**LISTE DES TÂCHES**
[1] Répondez aux questions suivantes sur l'entretien consacré à l'Iran :
(a) Comment le président Lula est-il présenté à l'égard de la France ?
(b) D'après la réponse, de quoi parle-t-on avec les Iraniens ?
(c) Quelles deux personnes ont exprimé un regret cette semaine ?
[2] Reprenez l'entretien sur le nucléaire iranien et poursuivez-le après sa dernière phrase.

**PASSAGE CITÉ**

-=-=-=-=-

R - Je pense qu'ils ont été déçus. Je le dis avec beaucoup de respect à l'égard du président Lula, qui est un grand ami de la France - et nous, nous sommes des grands amis du gouvernement brésilien. Nous avions l'habitude, nous savions qu'avec les Iraniens, on parle de tout sauf du sujet principal. Nous les avions informés et nous n'avons pas condamné leur démarche. Nous avons soutenu leur tentative - qui ne s'est pas avérée extrêmement positive -. Cela n'empêche pas que l'on continue de proposer le dialogue avec les Iraniens, et nous continuerons.
Q - La chose la plus importante c'est tout de même le nucléaire, le nucléaire iranien. N'y a-t-il pas une obsession nucléaire de la part des Occidentaux ? L'ancien président iranien Khatami et la Prix Nobel de la Paix Shirin Ebadi ont, tous les deux, regretté cette semaine en disant que les Occidentaux feraient mieux de s'occuper de la répression en Iran et de soutenir l'opposition iranienne plutôt que de s'occuper du nucléaire ?

-=-=-=-=-

**ENTRÉES FOURNIES**
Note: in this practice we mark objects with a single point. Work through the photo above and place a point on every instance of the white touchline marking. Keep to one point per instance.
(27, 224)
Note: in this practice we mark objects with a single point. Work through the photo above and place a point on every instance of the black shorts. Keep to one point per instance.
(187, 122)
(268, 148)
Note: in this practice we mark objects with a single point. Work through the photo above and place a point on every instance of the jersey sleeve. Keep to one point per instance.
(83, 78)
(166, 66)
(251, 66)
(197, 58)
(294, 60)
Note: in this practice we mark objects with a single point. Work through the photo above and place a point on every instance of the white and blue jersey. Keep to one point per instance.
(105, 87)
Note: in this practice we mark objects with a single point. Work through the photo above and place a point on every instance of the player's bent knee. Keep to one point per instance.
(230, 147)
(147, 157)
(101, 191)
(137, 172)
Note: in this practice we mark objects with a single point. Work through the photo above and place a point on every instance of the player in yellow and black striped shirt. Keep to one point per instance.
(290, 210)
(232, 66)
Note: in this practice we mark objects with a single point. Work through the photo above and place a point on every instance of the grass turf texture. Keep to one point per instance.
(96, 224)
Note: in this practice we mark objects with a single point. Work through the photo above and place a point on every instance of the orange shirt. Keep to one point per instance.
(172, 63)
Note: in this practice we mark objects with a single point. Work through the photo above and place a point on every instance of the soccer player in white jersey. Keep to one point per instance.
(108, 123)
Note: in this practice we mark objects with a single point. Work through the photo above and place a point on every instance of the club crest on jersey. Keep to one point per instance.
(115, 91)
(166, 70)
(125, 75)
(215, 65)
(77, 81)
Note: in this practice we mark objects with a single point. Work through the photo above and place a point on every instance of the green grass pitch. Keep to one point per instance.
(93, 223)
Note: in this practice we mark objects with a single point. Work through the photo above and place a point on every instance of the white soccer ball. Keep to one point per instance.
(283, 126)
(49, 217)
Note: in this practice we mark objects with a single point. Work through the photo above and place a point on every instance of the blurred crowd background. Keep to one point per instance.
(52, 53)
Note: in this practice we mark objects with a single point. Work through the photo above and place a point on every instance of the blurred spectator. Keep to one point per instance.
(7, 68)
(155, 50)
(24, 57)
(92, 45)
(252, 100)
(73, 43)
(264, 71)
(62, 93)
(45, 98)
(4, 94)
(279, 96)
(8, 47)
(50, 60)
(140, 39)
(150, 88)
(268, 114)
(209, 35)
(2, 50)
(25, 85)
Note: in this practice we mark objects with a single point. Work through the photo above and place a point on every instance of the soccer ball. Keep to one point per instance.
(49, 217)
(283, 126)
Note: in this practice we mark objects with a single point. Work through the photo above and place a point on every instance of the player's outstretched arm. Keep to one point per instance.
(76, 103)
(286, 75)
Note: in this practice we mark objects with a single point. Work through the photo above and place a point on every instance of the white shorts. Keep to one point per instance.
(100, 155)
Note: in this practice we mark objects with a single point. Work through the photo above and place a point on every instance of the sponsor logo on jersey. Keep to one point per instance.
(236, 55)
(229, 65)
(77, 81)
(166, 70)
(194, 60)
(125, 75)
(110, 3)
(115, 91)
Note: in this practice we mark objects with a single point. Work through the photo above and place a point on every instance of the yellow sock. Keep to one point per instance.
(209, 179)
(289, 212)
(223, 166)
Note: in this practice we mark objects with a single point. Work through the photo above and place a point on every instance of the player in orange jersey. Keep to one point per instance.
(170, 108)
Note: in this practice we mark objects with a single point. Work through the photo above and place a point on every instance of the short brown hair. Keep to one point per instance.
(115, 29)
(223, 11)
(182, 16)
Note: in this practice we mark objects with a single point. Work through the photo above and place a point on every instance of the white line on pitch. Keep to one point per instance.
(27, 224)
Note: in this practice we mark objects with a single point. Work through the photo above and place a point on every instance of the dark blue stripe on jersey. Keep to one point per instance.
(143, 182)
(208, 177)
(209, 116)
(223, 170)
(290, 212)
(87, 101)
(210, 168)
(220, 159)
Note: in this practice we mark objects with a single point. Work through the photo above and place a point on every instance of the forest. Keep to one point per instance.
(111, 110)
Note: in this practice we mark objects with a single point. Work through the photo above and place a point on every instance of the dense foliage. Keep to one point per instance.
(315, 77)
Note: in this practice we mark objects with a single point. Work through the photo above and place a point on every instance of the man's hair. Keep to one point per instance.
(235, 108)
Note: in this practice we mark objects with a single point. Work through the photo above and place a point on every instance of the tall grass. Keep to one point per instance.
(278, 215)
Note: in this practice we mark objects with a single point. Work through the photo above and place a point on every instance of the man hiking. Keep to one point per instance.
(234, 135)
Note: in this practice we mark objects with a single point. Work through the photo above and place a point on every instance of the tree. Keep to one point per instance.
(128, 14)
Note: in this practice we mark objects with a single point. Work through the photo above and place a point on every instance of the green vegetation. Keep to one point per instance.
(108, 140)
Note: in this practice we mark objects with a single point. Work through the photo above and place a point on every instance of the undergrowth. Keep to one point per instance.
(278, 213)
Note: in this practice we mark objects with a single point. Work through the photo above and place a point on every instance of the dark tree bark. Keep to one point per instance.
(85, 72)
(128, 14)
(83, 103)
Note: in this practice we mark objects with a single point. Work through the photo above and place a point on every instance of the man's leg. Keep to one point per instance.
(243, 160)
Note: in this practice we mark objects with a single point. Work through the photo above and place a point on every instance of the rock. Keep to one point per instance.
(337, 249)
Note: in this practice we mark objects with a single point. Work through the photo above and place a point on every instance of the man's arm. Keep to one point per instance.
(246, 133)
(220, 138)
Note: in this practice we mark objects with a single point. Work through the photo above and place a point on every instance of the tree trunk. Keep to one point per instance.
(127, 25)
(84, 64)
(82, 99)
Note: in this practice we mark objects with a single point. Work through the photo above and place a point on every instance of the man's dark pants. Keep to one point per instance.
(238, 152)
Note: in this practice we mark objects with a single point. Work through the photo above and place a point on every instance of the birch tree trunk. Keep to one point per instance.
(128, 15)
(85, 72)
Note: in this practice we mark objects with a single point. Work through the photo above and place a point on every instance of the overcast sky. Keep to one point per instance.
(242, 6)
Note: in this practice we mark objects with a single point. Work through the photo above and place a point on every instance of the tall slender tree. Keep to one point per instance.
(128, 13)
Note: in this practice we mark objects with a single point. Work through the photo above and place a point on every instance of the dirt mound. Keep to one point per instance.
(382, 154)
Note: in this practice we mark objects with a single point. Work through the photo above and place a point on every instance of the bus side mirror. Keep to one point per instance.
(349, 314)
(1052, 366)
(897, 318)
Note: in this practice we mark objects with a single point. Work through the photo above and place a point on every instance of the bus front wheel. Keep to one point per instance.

-=-=-=-=-

**RÉPONSES**
[1]
(a) Comme un grand ami de la France.
(b) De tout sauf du sujet principal.
(c) L'ancien président iranien Khatami et la Prix Nobel de la Paix Shirin Ebadi.

[2]
R - Il y aussi la position de M. Karoubi qui vient de parler et qui a été merveilleusement courageux. L'opposition est symbolisée par le mouvement vert iranien. Madame Shirin Ebadi a toujours tenu ce discours. Elle est contre les sanctions, c'est une position que je comprends très bien, il ne faut pas sanctionner le peuple iranien...
Q - Vous êtes "chaud" pour les sanctions ?
R - Je ne suis pas enthousiaste. Mais dans le cas présent, elles sont ciblées sur le développement éventuel du nucléaire militaire et sur le développement du nucléaire en général avec des sanctions très précises, à l'encontre notamment des gardiens de la révolution qui profitent de la situation économique. Jamais ces sanctions ne visent le mouvement vert, nous sommes au contraire très proche d'eux, dans la mesure où l'on peut être proche sans ingérence, si j'ose dire.
Q - Surtout qu'en Iran, il y a une sorte de consensus autour de la question nucléaire, la plupart des Iraniens sont pour.
R - Non, c'est tout à fait faux ! Le mouvement vert n'est pas en faveur du nucléaire militaire. En revanche, tout le monde est en faveur du nucléaire civil. Nous avons même tenté de les aider, la France et la Russie, nous avions avancé des propositions sur le réacteur de recherche de Téhéran.
Q - C'est un sujet très sensible, cela touche la fibre nationaliste iranienne ?
R - Je ne peux pas vous laisser dire que les Iraniens en général, dans leur grande majorité, soient pour le développement du nucléaire militaire, sûrement pas !
Q - Je n'ai pas dit militaire, j'ai dit pour le nucléaire en général.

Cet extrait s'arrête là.